Data entries:
= = =

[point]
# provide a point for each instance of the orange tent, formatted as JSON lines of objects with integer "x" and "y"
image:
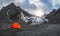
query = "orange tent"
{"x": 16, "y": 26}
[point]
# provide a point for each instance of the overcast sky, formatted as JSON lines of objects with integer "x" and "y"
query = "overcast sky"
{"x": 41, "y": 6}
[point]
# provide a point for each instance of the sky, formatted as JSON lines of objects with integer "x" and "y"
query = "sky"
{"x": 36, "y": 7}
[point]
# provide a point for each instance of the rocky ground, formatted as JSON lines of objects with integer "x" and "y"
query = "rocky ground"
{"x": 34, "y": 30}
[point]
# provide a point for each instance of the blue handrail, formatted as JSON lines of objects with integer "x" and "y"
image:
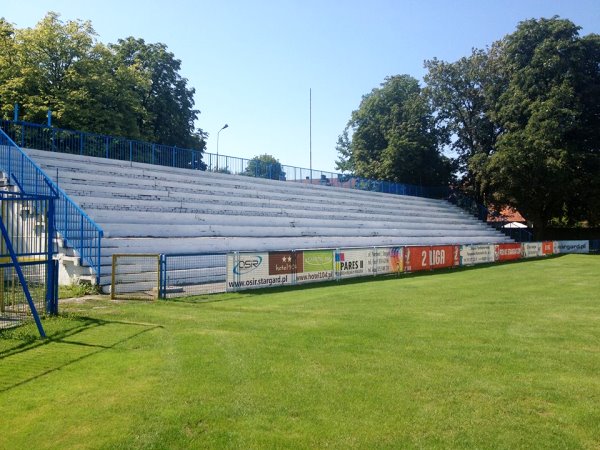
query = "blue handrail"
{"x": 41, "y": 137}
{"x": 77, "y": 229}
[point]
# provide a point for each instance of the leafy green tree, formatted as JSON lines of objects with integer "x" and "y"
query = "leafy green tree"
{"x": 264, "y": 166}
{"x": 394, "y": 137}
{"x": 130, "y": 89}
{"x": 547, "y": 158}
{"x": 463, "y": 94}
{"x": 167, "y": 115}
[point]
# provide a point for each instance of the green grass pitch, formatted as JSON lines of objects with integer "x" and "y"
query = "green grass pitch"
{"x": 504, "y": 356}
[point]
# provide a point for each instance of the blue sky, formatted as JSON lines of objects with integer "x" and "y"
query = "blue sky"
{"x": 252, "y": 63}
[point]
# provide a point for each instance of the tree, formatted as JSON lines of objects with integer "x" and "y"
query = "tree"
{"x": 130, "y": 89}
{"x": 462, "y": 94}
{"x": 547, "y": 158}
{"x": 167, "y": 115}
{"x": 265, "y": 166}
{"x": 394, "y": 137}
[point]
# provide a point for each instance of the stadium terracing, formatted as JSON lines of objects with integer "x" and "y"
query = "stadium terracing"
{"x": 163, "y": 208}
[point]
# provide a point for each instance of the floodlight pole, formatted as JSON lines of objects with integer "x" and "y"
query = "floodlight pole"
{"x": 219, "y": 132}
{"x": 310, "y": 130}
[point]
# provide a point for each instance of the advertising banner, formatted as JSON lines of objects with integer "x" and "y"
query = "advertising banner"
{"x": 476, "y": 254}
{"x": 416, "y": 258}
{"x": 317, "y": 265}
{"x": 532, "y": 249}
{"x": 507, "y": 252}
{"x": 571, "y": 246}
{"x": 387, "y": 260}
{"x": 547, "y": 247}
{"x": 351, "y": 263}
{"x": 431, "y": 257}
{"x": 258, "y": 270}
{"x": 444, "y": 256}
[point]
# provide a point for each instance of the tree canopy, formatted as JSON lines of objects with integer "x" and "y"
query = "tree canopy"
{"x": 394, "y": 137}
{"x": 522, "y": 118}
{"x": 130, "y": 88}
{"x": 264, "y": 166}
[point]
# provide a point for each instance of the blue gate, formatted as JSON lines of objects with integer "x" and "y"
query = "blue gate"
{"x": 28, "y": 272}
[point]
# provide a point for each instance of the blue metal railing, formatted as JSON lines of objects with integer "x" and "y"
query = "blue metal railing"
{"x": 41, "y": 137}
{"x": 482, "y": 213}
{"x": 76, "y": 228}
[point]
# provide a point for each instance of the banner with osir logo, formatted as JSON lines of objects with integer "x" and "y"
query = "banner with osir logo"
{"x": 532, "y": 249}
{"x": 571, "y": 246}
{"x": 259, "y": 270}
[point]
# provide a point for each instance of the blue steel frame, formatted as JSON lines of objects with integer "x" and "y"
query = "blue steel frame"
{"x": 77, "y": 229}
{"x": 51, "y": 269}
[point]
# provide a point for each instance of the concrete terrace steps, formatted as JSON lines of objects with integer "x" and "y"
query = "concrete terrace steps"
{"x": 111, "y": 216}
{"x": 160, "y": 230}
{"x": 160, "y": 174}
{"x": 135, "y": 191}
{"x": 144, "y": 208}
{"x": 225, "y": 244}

= = =

**EXERCISE BRIEF:** Pictures must be left out when the records are transcribed exactly.

**RESULT OF THIS TASK:**
[point]
# provide a point for each instance of the orange tent, formatted as JSON lines of objects with integer "x" and "y"
image:
query = "orange tent"
{"x": 16, "y": 26}
[point]
# provide a point for each instance of the overcast sky, formatted as JSON lines of objects with integer "x" and "y"
query = "overcast sky"
{"x": 41, "y": 6}
[point]
# provide a point for each instance of the sky, formatted as JSON lines of objects with integer "x" and "y"
query = "sky"
{"x": 36, "y": 7}
[point]
# provide a point for each instance of the rocky ground, formatted as JSON lines of objects with integer "x" and "y"
query = "rocky ground"
{"x": 34, "y": 30}
[point]
# provide a point for each instance of the blue handrail, formatted as JSON lines of objects with integer "x" and "y"
image:
query = "blue handrail"
{"x": 41, "y": 137}
{"x": 77, "y": 229}
[point]
# provide a point for each instance of the leafy green tree, formatted as JSON lines of objects with integer "x" and "y"
query = "leafy green tree"
{"x": 264, "y": 166}
{"x": 394, "y": 137}
{"x": 130, "y": 89}
{"x": 547, "y": 158}
{"x": 463, "y": 94}
{"x": 167, "y": 115}
[point]
# provide a point for each instance of the green grass pitch, formatted as JSON lines of objects with integer "x" and "y"
query = "green grass pitch"
{"x": 504, "y": 356}
[point]
# provide a point for each instance of the blue sky, formatted as JSON lines of objects with integer "x" and "y"
query = "blue sky"
{"x": 252, "y": 63}
[point]
# provide a point for each instance of the tree, formatted as JSON lines of objects with integer "x" and "y"
query = "tree"
{"x": 130, "y": 89}
{"x": 462, "y": 94}
{"x": 547, "y": 158}
{"x": 167, "y": 115}
{"x": 265, "y": 166}
{"x": 394, "y": 137}
[point]
# provide a point for each instance of the stadium terracing, formatted as JSON lines of objects with integer "x" and "y"
query = "stadium terracing"
{"x": 163, "y": 208}
[point]
# provide a point for each instance of the floodlight pole, formatted as JSON lines of objects with integer "x" and "y"
query = "floodlight pole"
{"x": 219, "y": 132}
{"x": 310, "y": 130}
[point]
# provide a point for each instance of the advertising banner, formatted as JSON lines of objects with integer "x" and "y"
query = "advertising banner"
{"x": 476, "y": 254}
{"x": 416, "y": 258}
{"x": 317, "y": 265}
{"x": 532, "y": 249}
{"x": 507, "y": 252}
{"x": 571, "y": 246}
{"x": 387, "y": 260}
{"x": 547, "y": 247}
{"x": 351, "y": 263}
{"x": 431, "y": 257}
{"x": 258, "y": 270}
{"x": 444, "y": 256}
[point]
# provide a point for each instance of the tree canopy, formatted as JSON lines of objects with integer "x" and "y"
query = "tree canopy"
{"x": 394, "y": 137}
{"x": 522, "y": 118}
{"x": 130, "y": 88}
{"x": 264, "y": 166}
[point]
# provide a point for each instance of the blue gate, formatted as JSON lines of objects with integer "x" and "y"
query = "blue gate"
{"x": 28, "y": 272}
[point]
# provide a point for each instance of the blue metal railing, formatted as JSON lines of objects with integer "x" and "y"
query = "blue metal railing"
{"x": 41, "y": 137}
{"x": 482, "y": 213}
{"x": 76, "y": 228}
[point]
# provide a point for each instance of the banner with osir logo, formatted as JSON lines of objects with integer "x" and "y"
query = "banner with osir logo"
{"x": 532, "y": 249}
{"x": 571, "y": 246}
{"x": 259, "y": 270}
[point]
# provide a point for each instance of the blue steel frame, formatted as JSON lines of objects with integer "x" and "y"
query = "blue steel frame"
{"x": 77, "y": 229}
{"x": 51, "y": 269}
[point]
# provide a point for each instance of the concrete terrace steps, formatted as JSON lines of objects with integer "x" and "y"
query = "concrete terrace steps"
{"x": 111, "y": 216}
{"x": 160, "y": 230}
{"x": 160, "y": 174}
{"x": 135, "y": 191}
{"x": 144, "y": 208}
{"x": 225, "y": 244}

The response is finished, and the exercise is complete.